>>>
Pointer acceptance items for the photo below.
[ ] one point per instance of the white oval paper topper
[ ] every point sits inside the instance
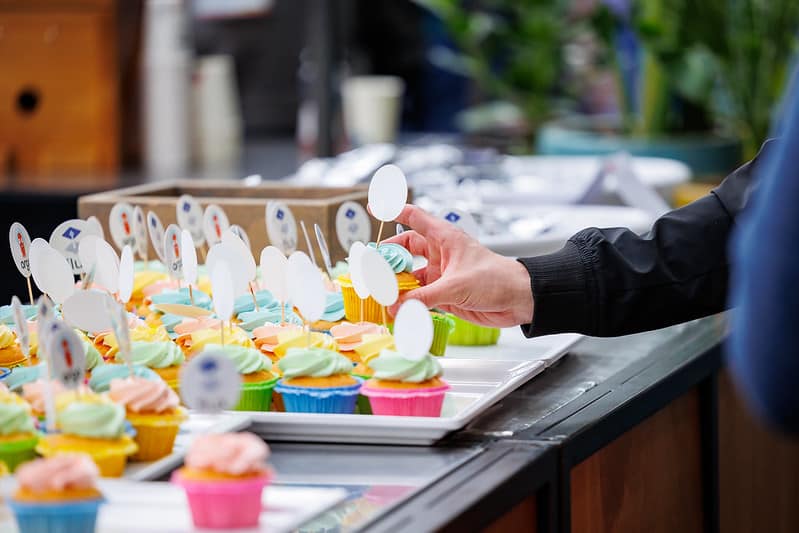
(107, 269)
(67, 356)
(86, 310)
(66, 239)
(189, 214)
(244, 254)
(121, 225)
(241, 233)
(462, 219)
(413, 330)
(227, 253)
(281, 227)
(171, 246)
(306, 289)
(189, 257)
(21, 326)
(352, 224)
(222, 290)
(51, 271)
(274, 271)
(379, 277)
(215, 222)
(388, 193)
(156, 231)
(210, 382)
(20, 243)
(356, 276)
(140, 229)
(126, 272)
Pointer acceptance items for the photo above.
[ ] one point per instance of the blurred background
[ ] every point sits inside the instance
(536, 117)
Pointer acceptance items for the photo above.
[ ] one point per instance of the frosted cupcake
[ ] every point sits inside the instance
(58, 494)
(91, 424)
(316, 380)
(17, 433)
(224, 476)
(164, 358)
(257, 379)
(404, 387)
(153, 409)
(401, 261)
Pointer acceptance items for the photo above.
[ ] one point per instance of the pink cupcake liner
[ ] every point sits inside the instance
(406, 402)
(224, 504)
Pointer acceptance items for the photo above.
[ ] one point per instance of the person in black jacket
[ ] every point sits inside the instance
(603, 282)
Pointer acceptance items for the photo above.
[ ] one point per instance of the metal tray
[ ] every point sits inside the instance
(477, 383)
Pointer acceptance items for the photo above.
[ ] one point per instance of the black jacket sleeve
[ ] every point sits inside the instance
(607, 282)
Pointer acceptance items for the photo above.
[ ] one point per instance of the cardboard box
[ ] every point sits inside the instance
(244, 205)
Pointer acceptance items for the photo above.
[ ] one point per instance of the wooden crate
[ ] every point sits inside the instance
(243, 205)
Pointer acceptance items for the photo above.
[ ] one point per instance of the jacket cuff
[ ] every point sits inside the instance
(559, 282)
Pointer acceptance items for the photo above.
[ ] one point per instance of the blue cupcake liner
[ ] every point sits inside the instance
(66, 517)
(336, 400)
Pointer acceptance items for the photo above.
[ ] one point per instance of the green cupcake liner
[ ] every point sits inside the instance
(468, 334)
(256, 396)
(442, 328)
(15, 453)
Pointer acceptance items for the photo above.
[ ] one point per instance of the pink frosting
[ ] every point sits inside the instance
(140, 395)
(350, 336)
(33, 393)
(228, 453)
(190, 325)
(60, 472)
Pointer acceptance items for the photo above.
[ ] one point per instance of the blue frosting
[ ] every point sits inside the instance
(7, 314)
(103, 375)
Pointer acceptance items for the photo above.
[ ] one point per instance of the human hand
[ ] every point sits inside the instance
(462, 276)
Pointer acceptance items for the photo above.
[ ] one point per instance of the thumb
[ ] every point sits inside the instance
(432, 295)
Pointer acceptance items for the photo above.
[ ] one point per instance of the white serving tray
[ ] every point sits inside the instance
(477, 383)
(162, 507)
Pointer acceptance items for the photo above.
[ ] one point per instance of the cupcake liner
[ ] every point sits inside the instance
(61, 517)
(256, 396)
(406, 402)
(224, 504)
(468, 334)
(442, 327)
(15, 453)
(339, 400)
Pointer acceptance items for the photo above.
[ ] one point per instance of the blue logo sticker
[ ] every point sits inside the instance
(71, 233)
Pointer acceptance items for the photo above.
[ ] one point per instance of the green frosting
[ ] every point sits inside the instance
(397, 256)
(247, 360)
(160, 354)
(102, 420)
(14, 418)
(313, 363)
(394, 366)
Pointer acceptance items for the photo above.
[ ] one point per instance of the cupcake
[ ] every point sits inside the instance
(442, 327)
(103, 375)
(163, 357)
(153, 409)
(333, 314)
(92, 424)
(224, 476)
(467, 334)
(58, 494)
(257, 380)
(401, 261)
(316, 380)
(10, 353)
(405, 387)
(267, 337)
(17, 433)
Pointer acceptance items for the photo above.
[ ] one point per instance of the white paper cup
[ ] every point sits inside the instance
(372, 107)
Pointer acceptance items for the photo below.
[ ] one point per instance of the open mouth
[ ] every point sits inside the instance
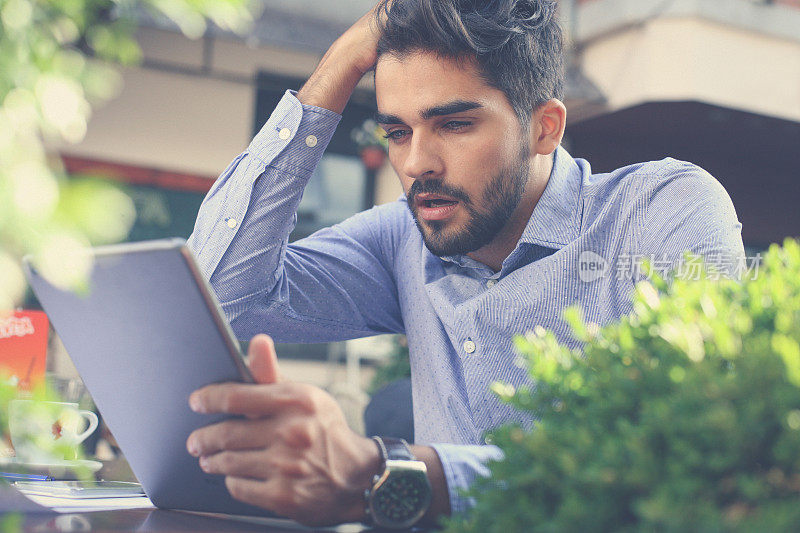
(434, 206)
(438, 202)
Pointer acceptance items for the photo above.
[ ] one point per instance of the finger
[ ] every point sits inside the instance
(263, 360)
(273, 494)
(256, 464)
(232, 435)
(245, 399)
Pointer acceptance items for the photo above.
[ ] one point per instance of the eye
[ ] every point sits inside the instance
(456, 125)
(395, 135)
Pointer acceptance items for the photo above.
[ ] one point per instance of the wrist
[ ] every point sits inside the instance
(367, 465)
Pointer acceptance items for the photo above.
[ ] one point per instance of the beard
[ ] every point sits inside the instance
(500, 198)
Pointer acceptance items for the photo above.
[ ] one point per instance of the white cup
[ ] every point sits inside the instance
(43, 432)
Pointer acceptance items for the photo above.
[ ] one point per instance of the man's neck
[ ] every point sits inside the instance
(494, 253)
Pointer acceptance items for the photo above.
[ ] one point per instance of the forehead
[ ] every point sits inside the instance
(409, 84)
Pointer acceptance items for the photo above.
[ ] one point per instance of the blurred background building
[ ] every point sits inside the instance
(715, 82)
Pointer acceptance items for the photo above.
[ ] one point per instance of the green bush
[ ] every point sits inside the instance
(683, 416)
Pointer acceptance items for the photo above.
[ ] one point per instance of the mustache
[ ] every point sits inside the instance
(435, 187)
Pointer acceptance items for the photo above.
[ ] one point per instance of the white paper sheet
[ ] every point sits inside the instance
(12, 500)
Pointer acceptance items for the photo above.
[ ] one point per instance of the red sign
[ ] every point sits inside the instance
(23, 347)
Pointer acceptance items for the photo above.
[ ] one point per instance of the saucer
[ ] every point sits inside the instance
(63, 469)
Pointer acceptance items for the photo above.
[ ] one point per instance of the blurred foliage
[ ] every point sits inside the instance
(11, 523)
(58, 58)
(397, 366)
(684, 416)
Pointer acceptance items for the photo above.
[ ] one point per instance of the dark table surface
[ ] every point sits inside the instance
<<<
## DIRECTION
Take the listing and print it again exactly, but without any pictures.

## SOLUTION BELOW
Pointer acceptance items for the photo below.
[ ] one point per instance of the white oval paper topper
[ ] every point sits inside the instance
(107, 269)
(67, 356)
(86, 310)
(66, 239)
(189, 214)
(244, 254)
(121, 225)
(241, 233)
(462, 219)
(413, 330)
(227, 253)
(281, 227)
(171, 246)
(306, 289)
(189, 257)
(21, 326)
(352, 224)
(222, 290)
(51, 271)
(274, 271)
(379, 277)
(215, 222)
(388, 193)
(156, 231)
(210, 382)
(20, 243)
(356, 276)
(140, 229)
(126, 272)
Pointer acceptance items for the photo above.
[ ] one point per instance of the blurred background
[ ] every point sits inside the instance
(536, 117)
Pointer acceptance items for the photo above.
[ ] one point per instance of the frosted cupcake
[ ] every point sits inside the instance
(58, 494)
(91, 424)
(316, 380)
(17, 433)
(224, 476)
(164, 358)
(257, 379)
(404, 387)
(153, 409)
(401, 261)
Pointer acceptance items for the photo above.
[ ] one point per instance of the pink cupcake liner
[ ] every point sits inside the instance
(406, 402)
(224, 504)
Pointer acceptance items for the photo above.
[ ] one point per instance of the person in black jacket
[ ] every point sits inside the instance
(603, 282)
Pointer acceptance items for the photo above.
[ ] one point per instance of the metal tray
[ ] every point sits inside the instance
(477, 383)
Pointer acceptance items for the photo above.
[ ] one point per instance of the black jacket sleeve
[ ] every point sits inside the instance
(607, 282)
Pointer acceptance items for the photo above.
[ ] one point per instance of the cardboard box
[ ] every point sits inside the instance
(244, 205)
Pointer acceptance items for the photo above.
[ ] one point per instance of the wooden crate
[ ] every point sits inside the instance
(243, 205)
Pointer acceptance items for the photo above.
[ ] one point per instance of the jacket cuff
[ ] every point sits inside the instance
(559, 282)
Pointer acceptance items for the photo above.
[ ] one point per instance of the blue cupcake liner
[ ] every point sits inside the instance
(66, 517)
(336, 400)
Pointer acceptance items for the photo above.
[ ] one point per instance of the green cupcake liner
[ ] every point sits inside the instance
(468, 334)
(256, 396)
(442, 328)
(15, 453)
Pointer acceptance items for the photo above.
[ ] one point per instance of the pink frosting
[ ] every point sits inside the instance
(140, 395)
(350, 336)
(33, 393)
(228, 453)
(190, 325)
(60, 472)
Pointer acceptance items for the photo above.
[ ] one point per instance of the blue frosting
[ ] every point sits inside the instance
(7, 314)
(103, 375)
Pointer acceptance items for the photo above.
[ ] one point per instance of the human hand
[ ] every point sits inside the instance
(462, 276)
Pointer acceptance items for the photo above.
[ ] one point per instance of the thumb
[ ] every point sits inside the instance
(432, 295)
Pointer acceptance items for the photo above.
[ ] one point per instance of the white serving tray
[ ] every point sits inside the instance
(477, 383)
(162, 507)
Pointer acceptance items for the photo above.
[ ] one point per instance of the cupcake liner
[ ] every point sits inside the instance
(61, 517)
(256, 396)
(406, 402)
(224, 504)
(468, 334)
(442, 327)
(15, 453)
(339, 400)
Pointer acceptance items for the photo above.
[ ] one point per instance of the blue logo sticker
[ ] every point sits inside the instance
(71, 233)
Pointer acceptance items for the photo above.
[ ] one point per instance of the green frosting
[ ] every point sits inside the instance
(397, 256)
(247, 360)
(160, 354)
(102, 420)
(14, 418)
(313, 363)
(394, 366)
Pointer acceptance items for the photo above.
[ ] one point per instance of the cupcake
[ ] every point sits inside the instance
(442, 327)
(103, 375)
(163, 357)
(153, 409)
(333, 314)
(92, 424)
(224, 476)
(467, 334)
(58, 494)
(257, 380)
(401, 261)
(316, 380)
(10, 353)
(405, 387)
(267, 337)
(17, 433)
Pointer acceptance items for the photo above.
[ ] one point per instance of the white paper cup
[ ] every point sits inside the instance
(372, 107)
Pointer acceptance items for the photo below.
[ ] one point per instance of the open mouth
[ ] every point sits inside the instance
(434, 206)
(438, 202)
Pointer acceptance items for the photo above.
[ ] one point per instance of the finger
[ ] every point sits inside the instance
(263, 360)
(273, 494)
(256, 464)
(232, 435)
(245, 399)
Pointer acceptance items for the photo above.
[ ] one point per instance of the eye
[ ] every point sits inside the instance
(456, 125)
(395, 135)
Pointer acceptance items for the photo above.
[ ] one point per instance of the wrist
[ ] every point sits inside the instance
(367, 465)
Pointer acceptance items for the photo above.
[ ] one point per instance of the beard
[ ] every point sits inside the instance
(500, 198)
Pointer acceptance items for the photo above.
[ ] one point per instance of the white cup
[ ] every point sits inside the instance
(43, 432)
Pointer acceptance items for the photo above.
[ ] one point per instance of the man's neck
[ ] every point sits inside the instance
(494, 253)
Pointer acceptance items for the photo above.
[ ] one point per instance of the forehead
[ ] every point sits inside the instance
(409, 84)
Pointer acceptance items for the photo above.
[ ] one point per instance of the blurred background building
[ ] every point sits inside the instance
(715, 82)
Pointer acceptance items for the photo above.
[ ] one point per instance of the green bush
[ ] every point sits inside the instance
(683, 416)
Pointer acceptance items for the photo above.
[ ] one point per instance of the mustache
[ ] every point sits inside the instance
(435, 187)
Pointer acceptance items for the photo above.
[ ] one point per instance of the white paper sheet
[ ] every point sits inside the instance
(12, 500)
Pointer acceptance items for the photo above.
[ ] one point per instance of the red sign
[ ] every point sits inside the instance
(23, 347)
Pointer acceptance items for the photo above.
[ ] one point per instance of the saucer
[ ] every point sits inside the instance
(63, 469)
Pointer acceptance items for the photo above.
[ ] one point per instance of the blurred foliage
[ ] every point sits inside the instance
(11, 523)
(58, 58)
(397, 366)
(684, 416)
Pointer acceptance items for the photo above.
[ ] one point per instance of the dark table surface
[ ] every point sits inside the instance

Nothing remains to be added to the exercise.